# ESTRATTO
Coach Will Hardy ha preso le redini dei Jazz in un momento molto delicato, la ricostruzione, ma i risultati stanno andando (ben) oltre le aspettative.

Will Hardy sulla panchina dei Jazz
FOTO: SB Nation

Siamo ancora molto vicini agli Oscar e sono sicuro che Sorrentino mi perdonerà il gioco di parole col suo capolavoro meritevole di una statuetta, ma guardando giocare gli Utah Jazz di Will Hardy non ho potuto fare a meno di pensare a questo: una strana (e nel suo piccolo, grande) bellezza, un caos organizzato, una serie di improvvisazioni che hanno portato più di qualche risultato utile.

La società si è mossa sicuramente bene dopo la partenza delle sue due stelle in cerca di fortune altrove e la pietra angolare è stata posta con l’ingaggio di un allenatore giovane, molto giovane, ma con idee precise e un approccio tutto suo. Hardy è stato assistente allenatore a San Antonio, dove ha potuto assorbire la conoscenza viscerale del gioco da uno dei maestri della panchina, Gregg Popovich, per poi passare ai Celtics lo scorso anno. Sotto Ime Udoka ha lavorato fianco a fianco con il nuovo coach dei bianco-verdi, anche qui il giovanissimo Joe Mazzulla, ma lo stile dei due non potrebbe essere più diverso, così come non potrebbe essere più diverso dal suo primissimo capo allenatore.

Entri in sala stampa e da Mazzulla ricevi una risposta rapida e concisa, quasi come se ogni parola fosse pesata al grammo e ogni ovvietà fosse superflua: domanda ampia, risposta secca, lapidaria, pragmatica, quasi arrogante. In pochi minuti è tutto finito. Arriva Popovich e puoi gustarti lo show di un allenatore che ha visto e sentito tutto nei suoi 27 anni da coach in Texas, non c’è una risposta seria, solo una sequela di battute a spese del povero malcapitato giornalista di turno che lasciano un aura mista tra allegria e terrore. E Will?

# CONSEGNA A
Raccogli tutte le righe dei record in cui compare la parola "green".

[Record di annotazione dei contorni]

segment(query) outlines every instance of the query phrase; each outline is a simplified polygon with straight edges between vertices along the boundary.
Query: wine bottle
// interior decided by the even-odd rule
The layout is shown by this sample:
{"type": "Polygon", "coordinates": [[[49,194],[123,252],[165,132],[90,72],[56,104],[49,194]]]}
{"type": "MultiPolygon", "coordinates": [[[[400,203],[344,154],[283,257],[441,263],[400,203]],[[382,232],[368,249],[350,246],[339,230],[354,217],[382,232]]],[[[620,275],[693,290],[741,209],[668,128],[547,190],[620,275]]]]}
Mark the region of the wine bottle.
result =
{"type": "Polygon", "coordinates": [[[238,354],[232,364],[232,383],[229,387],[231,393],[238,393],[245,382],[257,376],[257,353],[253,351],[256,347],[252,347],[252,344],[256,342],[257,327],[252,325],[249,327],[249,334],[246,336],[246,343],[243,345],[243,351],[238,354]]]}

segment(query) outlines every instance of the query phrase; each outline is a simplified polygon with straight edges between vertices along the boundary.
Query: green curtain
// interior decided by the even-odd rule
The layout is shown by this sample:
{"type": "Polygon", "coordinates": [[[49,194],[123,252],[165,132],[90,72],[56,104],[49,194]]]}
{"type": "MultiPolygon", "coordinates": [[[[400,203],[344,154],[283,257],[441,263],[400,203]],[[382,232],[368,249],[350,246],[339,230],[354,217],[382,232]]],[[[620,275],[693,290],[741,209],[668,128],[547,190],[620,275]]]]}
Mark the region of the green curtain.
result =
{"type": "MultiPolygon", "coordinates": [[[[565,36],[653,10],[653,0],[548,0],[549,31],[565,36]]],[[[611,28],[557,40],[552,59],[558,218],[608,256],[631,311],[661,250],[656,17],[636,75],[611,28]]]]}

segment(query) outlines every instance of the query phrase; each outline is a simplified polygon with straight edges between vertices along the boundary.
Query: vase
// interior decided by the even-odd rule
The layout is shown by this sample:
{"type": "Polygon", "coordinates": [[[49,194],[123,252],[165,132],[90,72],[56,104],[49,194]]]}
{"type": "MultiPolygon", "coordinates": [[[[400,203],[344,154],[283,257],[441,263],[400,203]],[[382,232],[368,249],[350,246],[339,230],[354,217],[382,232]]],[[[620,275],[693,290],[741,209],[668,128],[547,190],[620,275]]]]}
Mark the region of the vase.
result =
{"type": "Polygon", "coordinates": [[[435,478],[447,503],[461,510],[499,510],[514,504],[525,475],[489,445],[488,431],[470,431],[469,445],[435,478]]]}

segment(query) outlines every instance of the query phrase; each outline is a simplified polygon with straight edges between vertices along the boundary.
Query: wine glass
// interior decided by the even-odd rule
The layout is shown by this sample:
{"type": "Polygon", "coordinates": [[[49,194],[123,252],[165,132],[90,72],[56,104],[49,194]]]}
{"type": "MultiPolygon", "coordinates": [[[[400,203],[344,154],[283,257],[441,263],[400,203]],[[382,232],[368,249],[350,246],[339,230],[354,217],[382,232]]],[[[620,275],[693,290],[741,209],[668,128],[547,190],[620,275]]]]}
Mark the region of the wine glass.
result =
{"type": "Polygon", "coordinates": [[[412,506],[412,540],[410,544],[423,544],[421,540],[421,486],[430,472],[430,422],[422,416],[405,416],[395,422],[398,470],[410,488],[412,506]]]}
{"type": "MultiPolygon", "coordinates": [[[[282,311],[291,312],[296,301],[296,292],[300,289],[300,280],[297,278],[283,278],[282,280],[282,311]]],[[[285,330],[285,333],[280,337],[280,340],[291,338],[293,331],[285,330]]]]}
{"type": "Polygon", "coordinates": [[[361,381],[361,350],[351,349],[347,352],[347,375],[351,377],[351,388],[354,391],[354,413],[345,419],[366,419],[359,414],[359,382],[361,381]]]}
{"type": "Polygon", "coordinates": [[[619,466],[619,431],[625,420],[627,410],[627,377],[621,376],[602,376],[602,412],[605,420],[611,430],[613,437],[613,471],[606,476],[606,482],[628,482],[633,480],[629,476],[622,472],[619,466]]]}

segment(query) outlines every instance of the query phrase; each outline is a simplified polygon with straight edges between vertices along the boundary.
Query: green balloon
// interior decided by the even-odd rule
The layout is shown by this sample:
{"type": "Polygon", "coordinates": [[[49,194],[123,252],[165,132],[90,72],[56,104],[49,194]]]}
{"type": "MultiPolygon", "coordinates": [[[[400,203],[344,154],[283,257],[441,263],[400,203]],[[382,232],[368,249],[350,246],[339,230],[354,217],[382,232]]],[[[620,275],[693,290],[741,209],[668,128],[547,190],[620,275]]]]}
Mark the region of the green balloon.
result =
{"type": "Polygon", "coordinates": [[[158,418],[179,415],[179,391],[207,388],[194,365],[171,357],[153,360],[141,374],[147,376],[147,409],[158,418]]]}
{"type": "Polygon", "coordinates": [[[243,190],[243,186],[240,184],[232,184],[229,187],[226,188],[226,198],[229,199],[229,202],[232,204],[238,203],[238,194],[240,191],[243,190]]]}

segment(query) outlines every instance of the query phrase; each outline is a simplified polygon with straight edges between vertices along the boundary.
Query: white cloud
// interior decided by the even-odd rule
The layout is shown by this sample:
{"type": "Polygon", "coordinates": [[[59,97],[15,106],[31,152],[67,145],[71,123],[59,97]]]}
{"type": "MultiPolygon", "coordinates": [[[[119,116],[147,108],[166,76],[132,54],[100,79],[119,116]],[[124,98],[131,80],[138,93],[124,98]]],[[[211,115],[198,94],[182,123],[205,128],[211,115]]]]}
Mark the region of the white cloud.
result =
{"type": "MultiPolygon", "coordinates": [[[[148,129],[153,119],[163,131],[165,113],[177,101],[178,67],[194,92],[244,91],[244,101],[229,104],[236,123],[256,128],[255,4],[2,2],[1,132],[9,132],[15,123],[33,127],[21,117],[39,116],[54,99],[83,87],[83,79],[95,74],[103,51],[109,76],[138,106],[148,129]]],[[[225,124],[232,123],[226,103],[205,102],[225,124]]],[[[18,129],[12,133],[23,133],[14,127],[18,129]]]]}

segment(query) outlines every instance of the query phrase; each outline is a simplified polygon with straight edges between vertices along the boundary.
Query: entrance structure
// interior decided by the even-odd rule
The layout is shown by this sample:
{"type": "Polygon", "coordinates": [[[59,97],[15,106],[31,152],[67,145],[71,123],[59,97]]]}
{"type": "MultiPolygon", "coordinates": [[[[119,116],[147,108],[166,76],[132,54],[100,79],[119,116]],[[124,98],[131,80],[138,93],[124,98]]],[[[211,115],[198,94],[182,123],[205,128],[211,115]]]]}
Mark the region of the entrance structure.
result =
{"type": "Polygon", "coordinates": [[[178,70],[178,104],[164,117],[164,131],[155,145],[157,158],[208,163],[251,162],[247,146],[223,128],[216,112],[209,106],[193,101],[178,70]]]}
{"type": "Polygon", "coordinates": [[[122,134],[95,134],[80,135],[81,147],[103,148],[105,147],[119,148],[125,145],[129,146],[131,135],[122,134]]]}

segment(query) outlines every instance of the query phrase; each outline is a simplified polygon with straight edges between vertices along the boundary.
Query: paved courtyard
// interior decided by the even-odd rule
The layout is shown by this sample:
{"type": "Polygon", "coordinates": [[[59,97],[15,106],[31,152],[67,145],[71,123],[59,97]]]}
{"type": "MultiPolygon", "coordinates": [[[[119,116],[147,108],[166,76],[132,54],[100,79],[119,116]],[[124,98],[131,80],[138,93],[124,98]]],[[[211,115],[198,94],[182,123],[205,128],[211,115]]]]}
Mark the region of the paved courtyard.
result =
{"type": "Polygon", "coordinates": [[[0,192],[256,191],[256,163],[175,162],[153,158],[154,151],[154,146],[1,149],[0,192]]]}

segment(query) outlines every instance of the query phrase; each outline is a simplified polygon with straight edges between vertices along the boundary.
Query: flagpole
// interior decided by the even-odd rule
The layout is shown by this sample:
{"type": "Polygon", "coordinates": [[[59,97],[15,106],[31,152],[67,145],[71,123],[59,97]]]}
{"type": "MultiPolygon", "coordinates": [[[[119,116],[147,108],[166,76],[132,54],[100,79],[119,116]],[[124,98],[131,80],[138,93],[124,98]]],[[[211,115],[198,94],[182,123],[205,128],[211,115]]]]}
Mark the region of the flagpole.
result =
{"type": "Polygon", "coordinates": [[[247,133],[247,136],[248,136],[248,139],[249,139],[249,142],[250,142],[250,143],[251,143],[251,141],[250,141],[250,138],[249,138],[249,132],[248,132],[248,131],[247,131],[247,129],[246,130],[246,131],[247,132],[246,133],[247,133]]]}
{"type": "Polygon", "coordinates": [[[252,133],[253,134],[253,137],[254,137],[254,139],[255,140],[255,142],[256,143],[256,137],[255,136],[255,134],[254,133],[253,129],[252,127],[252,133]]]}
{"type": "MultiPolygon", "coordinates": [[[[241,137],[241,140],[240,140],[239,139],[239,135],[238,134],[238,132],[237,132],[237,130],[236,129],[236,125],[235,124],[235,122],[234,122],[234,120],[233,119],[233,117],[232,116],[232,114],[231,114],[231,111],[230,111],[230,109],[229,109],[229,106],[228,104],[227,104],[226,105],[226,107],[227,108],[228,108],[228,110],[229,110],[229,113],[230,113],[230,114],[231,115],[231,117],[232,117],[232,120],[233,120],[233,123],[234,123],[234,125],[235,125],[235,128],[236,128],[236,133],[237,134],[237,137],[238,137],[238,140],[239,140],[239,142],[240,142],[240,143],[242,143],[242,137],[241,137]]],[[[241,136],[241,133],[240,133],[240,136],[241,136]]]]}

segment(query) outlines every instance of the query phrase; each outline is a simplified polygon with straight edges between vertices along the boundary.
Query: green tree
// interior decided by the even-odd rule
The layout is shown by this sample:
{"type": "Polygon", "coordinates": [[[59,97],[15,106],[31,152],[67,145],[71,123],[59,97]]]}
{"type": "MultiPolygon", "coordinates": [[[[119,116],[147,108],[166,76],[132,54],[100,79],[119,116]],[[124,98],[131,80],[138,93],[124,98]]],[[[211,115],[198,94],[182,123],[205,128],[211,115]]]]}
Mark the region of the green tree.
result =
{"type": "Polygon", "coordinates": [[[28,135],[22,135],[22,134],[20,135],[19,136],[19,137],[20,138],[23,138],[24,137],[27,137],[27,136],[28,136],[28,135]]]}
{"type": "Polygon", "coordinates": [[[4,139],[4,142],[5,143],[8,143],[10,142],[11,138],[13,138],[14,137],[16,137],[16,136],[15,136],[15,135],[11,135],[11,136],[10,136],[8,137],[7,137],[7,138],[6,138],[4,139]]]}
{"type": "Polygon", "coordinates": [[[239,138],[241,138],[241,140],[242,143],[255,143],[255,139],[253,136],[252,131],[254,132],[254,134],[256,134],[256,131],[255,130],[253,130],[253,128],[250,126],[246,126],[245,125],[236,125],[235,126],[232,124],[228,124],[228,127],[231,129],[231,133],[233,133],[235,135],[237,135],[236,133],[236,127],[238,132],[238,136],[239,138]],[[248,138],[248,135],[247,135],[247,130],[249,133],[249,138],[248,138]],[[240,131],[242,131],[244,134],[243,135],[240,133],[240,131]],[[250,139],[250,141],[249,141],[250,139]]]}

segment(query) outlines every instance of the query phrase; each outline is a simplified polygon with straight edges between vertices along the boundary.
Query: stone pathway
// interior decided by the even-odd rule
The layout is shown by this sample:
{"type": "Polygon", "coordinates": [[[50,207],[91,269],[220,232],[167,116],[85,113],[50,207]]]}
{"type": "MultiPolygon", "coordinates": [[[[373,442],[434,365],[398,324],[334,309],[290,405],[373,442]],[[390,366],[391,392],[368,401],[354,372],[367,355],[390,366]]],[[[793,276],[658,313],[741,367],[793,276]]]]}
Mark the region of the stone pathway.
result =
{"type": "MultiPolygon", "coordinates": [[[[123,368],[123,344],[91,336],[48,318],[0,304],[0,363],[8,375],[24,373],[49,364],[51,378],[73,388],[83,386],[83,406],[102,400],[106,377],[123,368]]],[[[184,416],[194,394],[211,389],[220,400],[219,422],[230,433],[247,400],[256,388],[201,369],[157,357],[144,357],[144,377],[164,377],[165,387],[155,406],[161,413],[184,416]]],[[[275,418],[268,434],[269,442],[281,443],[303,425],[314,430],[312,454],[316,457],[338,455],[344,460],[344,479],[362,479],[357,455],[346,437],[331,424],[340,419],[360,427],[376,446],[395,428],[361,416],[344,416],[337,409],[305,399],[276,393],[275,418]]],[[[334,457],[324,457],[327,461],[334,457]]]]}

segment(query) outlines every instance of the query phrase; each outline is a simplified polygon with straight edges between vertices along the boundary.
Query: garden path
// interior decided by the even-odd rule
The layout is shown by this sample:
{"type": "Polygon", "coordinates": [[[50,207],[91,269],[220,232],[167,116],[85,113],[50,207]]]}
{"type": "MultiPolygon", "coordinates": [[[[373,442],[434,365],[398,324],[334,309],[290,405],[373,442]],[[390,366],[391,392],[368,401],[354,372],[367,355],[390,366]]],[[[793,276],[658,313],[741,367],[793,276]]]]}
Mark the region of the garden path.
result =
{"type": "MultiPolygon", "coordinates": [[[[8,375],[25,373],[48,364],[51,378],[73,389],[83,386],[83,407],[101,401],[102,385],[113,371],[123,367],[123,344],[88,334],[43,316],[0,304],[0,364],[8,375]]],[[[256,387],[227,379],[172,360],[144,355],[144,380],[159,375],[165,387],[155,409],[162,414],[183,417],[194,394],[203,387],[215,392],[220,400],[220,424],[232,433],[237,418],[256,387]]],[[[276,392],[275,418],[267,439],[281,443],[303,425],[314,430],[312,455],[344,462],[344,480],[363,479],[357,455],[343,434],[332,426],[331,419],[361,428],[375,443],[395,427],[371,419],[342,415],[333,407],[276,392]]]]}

# CONSEGNA B
Riscrivi il brano dell'estratto che comincia con "Siamo ancora molto" e prosegue fino a "qualche risultato utile.", sostituendo "capolavoro" con "film".

# SOLUZIONE A
Query: green curtain
Mark the region of the green curtain.
Query: green balloon
Mark the region of the green balloon.
Query: green tree
Mark the region of the green tree.

# SOLUZIONE B
Siamo ancora molto vicini agli Oscar e sono sicuro che Sorrentino mi perdonerà il gioco di parole col suo film meritevole di una statuetta, ma guardando giocare gli Utah Jazz di Will Hardy non ho potuto fare a meno di pensare a questo: una strana (e nel suo piccolo, grande) bellezza, un caos organizzato, una serie di improvvisazioni che hanno portato più di qualche risultato utile.